→ **Given problem**: Extract each row below that contains the word "yellow", copying those rows unchanged.

→ **Given data**:

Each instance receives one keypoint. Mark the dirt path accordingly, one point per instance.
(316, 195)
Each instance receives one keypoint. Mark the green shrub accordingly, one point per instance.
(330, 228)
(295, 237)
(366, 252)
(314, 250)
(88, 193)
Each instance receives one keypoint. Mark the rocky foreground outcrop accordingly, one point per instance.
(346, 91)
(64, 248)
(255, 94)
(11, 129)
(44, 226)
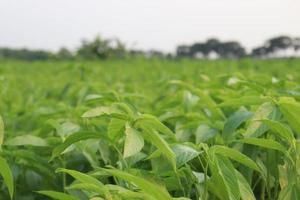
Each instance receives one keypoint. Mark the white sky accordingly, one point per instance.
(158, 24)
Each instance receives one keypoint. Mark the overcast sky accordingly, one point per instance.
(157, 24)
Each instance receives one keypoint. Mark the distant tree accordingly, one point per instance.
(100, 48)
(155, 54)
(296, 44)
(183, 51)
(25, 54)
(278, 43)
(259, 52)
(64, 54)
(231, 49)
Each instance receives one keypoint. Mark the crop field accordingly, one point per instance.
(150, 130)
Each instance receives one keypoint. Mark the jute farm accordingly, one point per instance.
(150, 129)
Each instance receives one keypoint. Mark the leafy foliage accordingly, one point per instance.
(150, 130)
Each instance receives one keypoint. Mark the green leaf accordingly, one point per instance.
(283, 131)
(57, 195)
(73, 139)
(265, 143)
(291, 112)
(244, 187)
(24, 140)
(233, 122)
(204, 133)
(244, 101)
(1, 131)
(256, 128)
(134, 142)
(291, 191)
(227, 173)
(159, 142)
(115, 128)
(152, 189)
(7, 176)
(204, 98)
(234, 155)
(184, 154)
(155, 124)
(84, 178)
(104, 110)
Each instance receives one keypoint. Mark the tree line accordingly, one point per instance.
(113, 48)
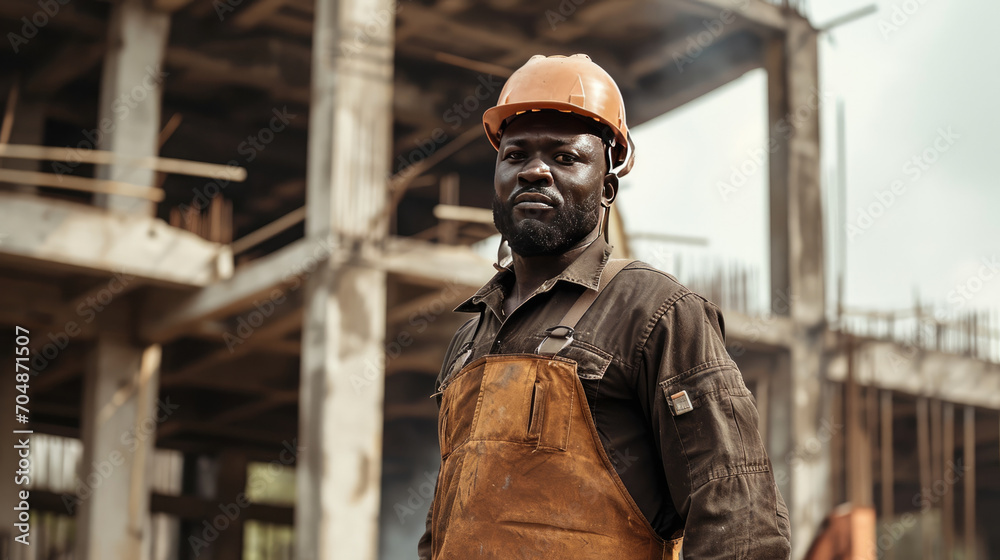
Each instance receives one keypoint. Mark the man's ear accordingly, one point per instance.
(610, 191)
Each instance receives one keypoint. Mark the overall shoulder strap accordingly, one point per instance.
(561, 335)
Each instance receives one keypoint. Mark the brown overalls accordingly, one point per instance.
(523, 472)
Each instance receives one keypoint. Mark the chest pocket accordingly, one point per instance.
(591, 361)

---

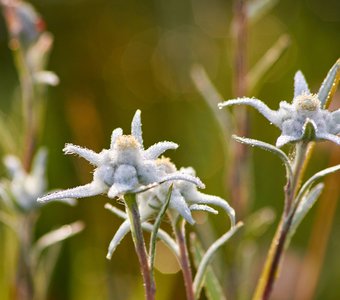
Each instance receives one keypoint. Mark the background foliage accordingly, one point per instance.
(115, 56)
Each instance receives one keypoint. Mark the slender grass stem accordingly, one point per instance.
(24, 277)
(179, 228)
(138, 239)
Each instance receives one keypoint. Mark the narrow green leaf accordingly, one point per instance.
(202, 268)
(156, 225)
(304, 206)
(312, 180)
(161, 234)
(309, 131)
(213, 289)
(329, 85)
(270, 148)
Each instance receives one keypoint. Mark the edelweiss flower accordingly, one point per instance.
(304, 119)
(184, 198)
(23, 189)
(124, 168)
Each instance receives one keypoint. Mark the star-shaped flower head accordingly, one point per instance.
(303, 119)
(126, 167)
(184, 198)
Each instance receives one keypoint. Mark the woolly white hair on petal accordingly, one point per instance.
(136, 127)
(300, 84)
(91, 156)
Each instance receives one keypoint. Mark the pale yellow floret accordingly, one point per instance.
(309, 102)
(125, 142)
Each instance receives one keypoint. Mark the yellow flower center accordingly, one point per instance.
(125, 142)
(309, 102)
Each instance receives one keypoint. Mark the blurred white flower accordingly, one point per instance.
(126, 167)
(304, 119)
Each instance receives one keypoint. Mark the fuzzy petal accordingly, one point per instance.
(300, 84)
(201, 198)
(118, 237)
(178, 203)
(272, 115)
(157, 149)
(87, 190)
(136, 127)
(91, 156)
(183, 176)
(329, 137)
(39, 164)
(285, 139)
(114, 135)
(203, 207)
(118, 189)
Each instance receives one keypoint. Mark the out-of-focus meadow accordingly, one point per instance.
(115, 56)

---

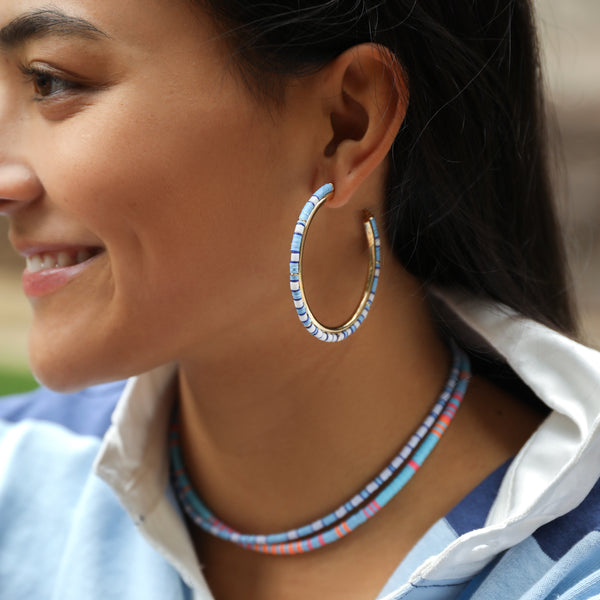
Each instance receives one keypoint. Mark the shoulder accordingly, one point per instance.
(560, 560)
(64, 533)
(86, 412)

→ **Output of the task**:
Each instance receives one keypoint. Mark the pale yellow floret accordingly, one point per instance.
Each instance receives one keypoint. Mark the yellow flower center accordingly, one point per instance.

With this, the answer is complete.